PROBLEM TO SOLVE:
A verbatim copy of the line containing "the bench leg" and all lines after it, up to and including the final line of the records, is the only acceptable output.

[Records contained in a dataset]
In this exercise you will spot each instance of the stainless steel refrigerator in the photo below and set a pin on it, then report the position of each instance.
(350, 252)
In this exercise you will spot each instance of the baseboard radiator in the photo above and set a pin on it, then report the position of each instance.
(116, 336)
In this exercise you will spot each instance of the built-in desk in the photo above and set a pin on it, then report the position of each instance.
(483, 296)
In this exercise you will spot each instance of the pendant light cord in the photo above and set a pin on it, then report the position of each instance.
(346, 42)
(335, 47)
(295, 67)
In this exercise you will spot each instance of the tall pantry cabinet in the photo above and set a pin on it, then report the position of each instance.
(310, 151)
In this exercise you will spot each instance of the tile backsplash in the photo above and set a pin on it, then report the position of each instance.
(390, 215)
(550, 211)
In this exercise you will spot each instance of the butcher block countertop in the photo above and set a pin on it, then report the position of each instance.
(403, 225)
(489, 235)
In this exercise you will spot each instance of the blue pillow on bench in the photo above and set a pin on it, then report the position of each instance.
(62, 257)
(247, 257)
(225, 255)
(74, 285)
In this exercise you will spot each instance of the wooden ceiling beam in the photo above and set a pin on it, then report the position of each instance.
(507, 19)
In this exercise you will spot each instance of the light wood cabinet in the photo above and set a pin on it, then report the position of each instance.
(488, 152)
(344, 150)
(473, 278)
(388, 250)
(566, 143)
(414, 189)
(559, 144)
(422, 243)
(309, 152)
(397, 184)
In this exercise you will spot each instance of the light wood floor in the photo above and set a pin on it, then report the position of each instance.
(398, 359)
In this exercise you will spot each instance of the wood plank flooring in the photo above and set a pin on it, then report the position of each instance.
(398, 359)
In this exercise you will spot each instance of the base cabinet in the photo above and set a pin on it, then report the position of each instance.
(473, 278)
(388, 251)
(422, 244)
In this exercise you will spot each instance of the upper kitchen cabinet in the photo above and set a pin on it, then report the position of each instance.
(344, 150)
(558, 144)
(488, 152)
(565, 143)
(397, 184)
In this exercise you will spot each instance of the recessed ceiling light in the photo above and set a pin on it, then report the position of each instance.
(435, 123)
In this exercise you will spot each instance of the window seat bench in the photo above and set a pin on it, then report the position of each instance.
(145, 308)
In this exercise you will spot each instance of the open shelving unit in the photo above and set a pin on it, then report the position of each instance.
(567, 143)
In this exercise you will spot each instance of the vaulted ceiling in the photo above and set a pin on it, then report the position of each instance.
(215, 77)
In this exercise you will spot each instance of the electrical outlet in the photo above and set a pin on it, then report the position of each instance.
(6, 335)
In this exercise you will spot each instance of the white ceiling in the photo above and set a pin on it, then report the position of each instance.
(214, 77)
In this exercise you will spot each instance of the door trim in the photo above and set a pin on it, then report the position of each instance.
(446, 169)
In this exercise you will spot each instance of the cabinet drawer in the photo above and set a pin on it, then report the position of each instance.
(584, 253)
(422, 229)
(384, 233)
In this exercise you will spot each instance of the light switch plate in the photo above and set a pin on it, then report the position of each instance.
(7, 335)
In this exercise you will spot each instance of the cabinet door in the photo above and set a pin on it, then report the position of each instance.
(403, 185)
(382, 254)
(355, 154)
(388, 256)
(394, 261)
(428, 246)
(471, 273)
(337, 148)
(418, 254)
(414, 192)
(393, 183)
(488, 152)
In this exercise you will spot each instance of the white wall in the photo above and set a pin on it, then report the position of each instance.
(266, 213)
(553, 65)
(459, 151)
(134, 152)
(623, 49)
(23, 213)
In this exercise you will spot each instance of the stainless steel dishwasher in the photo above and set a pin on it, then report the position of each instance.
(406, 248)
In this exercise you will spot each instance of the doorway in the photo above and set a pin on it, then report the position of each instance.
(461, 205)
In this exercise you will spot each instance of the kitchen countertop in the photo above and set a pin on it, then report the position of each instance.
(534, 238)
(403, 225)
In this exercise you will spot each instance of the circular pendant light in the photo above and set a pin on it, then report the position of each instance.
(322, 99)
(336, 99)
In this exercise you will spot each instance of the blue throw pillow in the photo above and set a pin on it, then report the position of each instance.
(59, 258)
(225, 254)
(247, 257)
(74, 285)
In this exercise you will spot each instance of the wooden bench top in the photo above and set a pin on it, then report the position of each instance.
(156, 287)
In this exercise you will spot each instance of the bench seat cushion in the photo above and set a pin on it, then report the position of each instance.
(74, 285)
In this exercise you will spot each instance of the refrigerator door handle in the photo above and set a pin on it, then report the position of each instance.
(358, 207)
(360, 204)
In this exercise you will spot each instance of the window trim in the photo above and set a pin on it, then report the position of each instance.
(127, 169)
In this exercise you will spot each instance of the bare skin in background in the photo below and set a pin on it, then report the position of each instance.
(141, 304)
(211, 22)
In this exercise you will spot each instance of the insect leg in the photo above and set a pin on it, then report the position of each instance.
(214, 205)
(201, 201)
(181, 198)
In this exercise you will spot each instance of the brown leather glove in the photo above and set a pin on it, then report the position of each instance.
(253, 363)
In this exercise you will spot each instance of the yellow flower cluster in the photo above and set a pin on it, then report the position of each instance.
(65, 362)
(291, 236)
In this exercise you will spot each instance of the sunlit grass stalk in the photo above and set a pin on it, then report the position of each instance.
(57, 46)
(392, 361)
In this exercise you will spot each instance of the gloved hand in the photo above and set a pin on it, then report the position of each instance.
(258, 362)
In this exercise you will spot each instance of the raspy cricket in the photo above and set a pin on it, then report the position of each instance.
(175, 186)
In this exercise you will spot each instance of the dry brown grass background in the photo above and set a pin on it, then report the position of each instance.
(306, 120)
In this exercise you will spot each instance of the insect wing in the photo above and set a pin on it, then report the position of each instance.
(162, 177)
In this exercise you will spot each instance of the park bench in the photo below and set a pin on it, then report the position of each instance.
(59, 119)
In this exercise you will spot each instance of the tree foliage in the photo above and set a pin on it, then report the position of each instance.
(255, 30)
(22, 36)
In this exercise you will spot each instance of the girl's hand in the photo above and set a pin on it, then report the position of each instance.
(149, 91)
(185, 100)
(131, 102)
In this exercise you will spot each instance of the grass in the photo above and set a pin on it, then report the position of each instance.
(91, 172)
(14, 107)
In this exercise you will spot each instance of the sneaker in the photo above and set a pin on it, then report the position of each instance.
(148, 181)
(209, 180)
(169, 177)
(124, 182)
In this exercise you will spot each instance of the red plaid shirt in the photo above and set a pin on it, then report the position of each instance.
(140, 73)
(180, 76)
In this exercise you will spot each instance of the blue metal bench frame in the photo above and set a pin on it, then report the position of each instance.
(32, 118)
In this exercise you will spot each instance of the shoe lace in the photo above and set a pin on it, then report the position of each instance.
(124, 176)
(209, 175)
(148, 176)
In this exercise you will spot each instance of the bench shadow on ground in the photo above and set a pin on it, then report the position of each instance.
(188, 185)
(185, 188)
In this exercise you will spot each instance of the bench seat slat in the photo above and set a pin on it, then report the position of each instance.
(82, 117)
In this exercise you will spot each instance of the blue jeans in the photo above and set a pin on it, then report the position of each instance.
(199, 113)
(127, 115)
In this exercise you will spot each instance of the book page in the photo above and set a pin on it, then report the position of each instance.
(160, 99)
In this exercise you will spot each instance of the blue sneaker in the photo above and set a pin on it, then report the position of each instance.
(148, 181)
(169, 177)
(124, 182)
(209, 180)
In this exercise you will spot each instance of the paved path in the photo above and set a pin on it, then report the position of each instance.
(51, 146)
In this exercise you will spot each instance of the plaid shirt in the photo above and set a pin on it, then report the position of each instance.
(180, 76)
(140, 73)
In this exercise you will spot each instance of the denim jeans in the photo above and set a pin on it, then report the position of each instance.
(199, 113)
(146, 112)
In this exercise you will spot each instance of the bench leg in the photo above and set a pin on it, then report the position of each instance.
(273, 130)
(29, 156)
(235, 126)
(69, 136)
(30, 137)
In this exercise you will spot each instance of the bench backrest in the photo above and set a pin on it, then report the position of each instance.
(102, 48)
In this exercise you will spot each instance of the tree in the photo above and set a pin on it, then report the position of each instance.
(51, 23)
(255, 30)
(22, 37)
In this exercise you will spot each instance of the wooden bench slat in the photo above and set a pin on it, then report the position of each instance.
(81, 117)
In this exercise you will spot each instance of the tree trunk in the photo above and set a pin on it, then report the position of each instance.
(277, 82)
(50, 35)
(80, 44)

REPLY:
In this exercise you will spot each instance of the bench leg in the photo above and set a pin on it, then report the position of each instance.
(273, 130)
(29, 156)
(235, 126)
(69, 136)
(30, 137)
In this exercise you will spot each instance of the bench backrest in the photo above and set a pin on it, then report the position of each instance.
(102, 48)
In this exercise you will spot each instance of the tree in the photo above and set a pin on it, then report the position of each instance.
(51, 23)
(255, 30)
(22, 37)
In this exercise you will spot each instance of the wooden bench slat in the photo above and set a pin on it, then report the position of each instance.
(81, 117)
In this exercise you will spot each instance of the tree trunk in the photo above and set a pin on it, then report the position of each instance.
(277, 82)
(50, 35)
(80, 44)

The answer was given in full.